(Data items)
'''

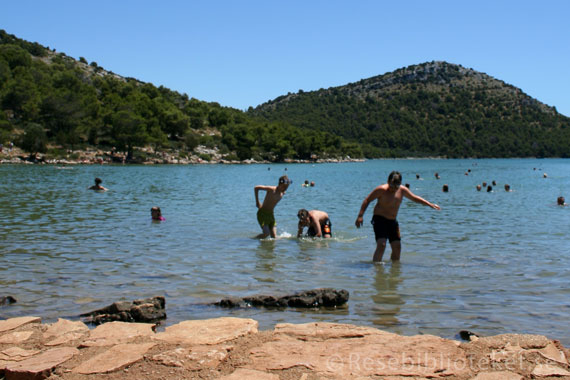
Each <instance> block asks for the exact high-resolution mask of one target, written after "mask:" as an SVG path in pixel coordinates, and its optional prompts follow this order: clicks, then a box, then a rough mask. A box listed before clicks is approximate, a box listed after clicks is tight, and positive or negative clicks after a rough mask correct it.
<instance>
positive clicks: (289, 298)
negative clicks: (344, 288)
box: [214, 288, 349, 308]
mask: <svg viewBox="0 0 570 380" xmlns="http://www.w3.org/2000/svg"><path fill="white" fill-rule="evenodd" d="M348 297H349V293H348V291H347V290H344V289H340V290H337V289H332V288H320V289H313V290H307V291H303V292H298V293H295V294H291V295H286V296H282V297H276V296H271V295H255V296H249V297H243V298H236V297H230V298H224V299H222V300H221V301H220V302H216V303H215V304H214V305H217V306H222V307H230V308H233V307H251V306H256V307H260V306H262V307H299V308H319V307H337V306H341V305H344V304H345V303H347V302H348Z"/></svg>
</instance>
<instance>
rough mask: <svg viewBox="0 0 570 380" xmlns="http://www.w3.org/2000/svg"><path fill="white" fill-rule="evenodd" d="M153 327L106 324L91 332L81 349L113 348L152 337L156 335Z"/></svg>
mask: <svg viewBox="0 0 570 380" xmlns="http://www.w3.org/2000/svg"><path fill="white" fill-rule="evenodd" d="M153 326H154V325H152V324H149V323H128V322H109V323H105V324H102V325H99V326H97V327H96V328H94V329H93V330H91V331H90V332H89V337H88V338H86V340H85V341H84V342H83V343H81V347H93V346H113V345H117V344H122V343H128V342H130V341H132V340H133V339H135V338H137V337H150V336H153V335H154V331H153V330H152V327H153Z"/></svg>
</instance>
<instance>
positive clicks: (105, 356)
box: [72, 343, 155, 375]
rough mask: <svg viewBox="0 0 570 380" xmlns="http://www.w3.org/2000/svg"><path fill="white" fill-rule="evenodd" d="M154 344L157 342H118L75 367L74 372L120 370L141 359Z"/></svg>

'''
'''

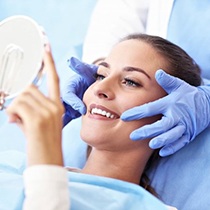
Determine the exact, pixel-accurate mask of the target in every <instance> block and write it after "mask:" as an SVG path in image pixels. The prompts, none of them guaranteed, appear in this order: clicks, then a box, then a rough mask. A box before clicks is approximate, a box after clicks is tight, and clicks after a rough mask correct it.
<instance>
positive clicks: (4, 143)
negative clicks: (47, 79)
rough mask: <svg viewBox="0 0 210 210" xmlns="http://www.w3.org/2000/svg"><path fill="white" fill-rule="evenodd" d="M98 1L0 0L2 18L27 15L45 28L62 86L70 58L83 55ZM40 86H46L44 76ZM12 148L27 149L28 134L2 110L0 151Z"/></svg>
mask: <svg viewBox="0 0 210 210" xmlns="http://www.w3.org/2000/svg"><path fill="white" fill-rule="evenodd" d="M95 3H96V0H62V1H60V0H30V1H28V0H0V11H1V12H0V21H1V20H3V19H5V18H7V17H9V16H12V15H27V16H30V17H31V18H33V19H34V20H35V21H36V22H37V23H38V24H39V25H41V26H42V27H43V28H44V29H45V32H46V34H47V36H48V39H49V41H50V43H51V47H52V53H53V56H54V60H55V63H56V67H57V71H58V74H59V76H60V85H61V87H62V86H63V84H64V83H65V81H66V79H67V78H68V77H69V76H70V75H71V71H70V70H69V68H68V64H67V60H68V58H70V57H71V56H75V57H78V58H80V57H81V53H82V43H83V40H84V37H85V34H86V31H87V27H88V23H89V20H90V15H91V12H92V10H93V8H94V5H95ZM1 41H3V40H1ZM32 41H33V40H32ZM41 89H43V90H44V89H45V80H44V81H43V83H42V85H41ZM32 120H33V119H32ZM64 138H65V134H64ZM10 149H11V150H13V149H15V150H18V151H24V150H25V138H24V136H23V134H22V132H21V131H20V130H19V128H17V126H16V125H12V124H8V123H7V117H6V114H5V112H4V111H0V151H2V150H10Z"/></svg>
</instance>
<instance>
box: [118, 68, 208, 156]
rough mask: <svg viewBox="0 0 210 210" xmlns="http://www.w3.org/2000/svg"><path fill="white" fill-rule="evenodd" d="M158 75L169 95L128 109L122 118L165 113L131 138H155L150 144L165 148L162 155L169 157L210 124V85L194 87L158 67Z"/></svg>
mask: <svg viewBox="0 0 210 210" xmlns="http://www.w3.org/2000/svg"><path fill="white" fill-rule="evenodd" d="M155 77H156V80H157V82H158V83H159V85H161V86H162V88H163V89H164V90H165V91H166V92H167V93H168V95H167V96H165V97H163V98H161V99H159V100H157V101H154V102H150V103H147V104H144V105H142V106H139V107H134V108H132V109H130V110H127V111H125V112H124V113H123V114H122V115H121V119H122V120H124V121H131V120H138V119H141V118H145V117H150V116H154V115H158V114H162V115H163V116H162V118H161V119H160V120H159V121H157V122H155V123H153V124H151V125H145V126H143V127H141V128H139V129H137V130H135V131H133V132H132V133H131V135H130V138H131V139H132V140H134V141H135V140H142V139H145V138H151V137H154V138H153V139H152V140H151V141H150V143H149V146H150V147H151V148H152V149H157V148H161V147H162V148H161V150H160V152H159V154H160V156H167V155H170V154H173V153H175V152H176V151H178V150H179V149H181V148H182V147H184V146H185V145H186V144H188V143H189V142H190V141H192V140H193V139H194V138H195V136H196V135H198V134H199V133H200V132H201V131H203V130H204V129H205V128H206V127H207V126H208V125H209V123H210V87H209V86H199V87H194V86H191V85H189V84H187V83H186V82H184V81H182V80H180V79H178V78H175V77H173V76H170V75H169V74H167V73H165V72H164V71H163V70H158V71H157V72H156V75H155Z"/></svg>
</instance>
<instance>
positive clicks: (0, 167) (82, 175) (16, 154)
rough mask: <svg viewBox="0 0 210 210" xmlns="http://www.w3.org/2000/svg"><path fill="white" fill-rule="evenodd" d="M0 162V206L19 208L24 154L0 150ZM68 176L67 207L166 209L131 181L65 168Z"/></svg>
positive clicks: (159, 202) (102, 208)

'''
'''

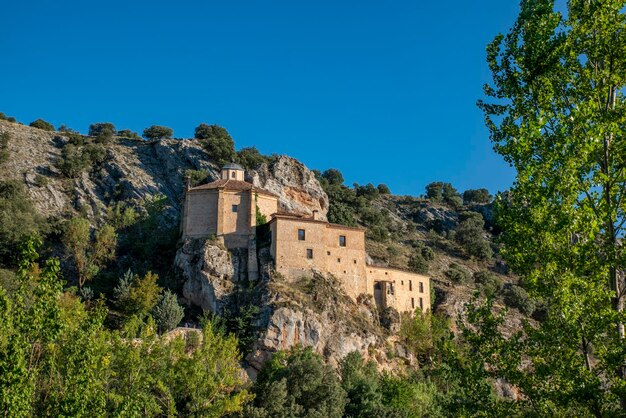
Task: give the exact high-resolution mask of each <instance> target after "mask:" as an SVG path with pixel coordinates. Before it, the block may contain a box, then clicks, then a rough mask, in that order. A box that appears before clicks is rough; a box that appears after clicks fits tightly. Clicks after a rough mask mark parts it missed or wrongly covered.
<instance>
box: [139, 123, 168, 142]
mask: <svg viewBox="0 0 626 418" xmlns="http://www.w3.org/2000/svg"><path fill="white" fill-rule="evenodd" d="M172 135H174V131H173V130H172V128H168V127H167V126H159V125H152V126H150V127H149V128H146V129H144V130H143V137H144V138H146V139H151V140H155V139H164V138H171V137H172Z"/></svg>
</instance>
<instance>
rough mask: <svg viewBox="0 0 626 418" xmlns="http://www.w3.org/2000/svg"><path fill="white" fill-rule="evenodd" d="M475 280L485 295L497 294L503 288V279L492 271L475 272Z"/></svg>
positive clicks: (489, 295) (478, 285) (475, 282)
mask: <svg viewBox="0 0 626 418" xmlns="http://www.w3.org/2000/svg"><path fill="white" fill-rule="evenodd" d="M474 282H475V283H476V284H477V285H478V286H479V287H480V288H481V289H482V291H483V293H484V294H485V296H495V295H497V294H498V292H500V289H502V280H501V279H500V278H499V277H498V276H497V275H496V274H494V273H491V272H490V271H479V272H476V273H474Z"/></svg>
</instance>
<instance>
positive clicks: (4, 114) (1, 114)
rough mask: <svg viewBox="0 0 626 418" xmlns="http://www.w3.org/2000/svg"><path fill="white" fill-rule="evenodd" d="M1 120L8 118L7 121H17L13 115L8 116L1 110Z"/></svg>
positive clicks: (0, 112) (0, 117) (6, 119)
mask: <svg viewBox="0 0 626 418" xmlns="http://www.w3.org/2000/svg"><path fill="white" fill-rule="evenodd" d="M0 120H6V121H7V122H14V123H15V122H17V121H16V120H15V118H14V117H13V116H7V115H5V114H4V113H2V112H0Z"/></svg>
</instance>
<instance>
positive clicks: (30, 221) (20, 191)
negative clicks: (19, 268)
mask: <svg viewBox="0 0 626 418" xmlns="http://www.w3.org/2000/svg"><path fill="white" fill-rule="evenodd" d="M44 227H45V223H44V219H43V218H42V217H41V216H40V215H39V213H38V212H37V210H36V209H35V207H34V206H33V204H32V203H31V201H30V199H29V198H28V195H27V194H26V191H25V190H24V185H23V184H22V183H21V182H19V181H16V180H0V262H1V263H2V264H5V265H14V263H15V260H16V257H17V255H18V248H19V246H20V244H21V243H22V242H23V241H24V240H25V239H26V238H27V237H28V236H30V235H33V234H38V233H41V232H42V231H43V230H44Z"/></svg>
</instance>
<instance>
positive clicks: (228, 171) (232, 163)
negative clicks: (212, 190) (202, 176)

'''

→ **WHAT TO PRODUCE**
Retype exactly the lines above, from the one with "positive clicks: (4, 114) (1, 114)" through the one with "negative clicks: (212, 190) (202, 176)", inclusive.

→ **ANSWER FOR THIS EXERCISE**
positive clicks: (4, 114) (1, 114)
rough mask: <svg viewBox="0 0 626 418" xmlns="http://www.w3.org/2000/svg"><path fill="white" fill-rule="evenodd" d="M1 120L8 118L7 121H17L13 115L8 116L1 110Z"/></svg>
positive clicks: (0, 112) (0, 117) (6, 119)
mask: <svg viewBox="0 0 626 418" xmlns="http://www.w3.org/2000/svg"><path fill="white" fill-rule="evenodd" d="M0 120H6V121H7V122H14V123H15V122H17V121H16V120H15V118H14V117H13V116H7V115H5V114H4V113H2V112H0Z"/></svg>
</instance>
<instance>
positive clicks: (30, 221) (20, 191)
negative clicks: (19, 268)
mask: <svg viewBox="0 0 626 418" xmlns="http://www.w3.org/2000/svg"><path fill="white" fill-rule="evenodd" d="M44 227H45V223H44V219H43V218H42V217H41V216H40V215H39V213H38V212H37V210H36V209H35V207H34V206H33V204H32V203H31V201H30V199H29V198H28V195H27V194H26V191H25V190H24V185H23V184H22V183H21V182H19V181H16V180H0V262H1V263H2V264H5V265H14V263H15V260H16V257H17V255H18V248H19V246H20V244H21V243H22V242H23V241H24V240H25V239H26V238H27V237H28V236H30V235H33V234H38V233H41V232H42V231H43V230H44Z"/></svg>
</instance>
<instance>
positive clicks: (228, 171) (232, 163)
negative clicks: (212, 190) (202, 176)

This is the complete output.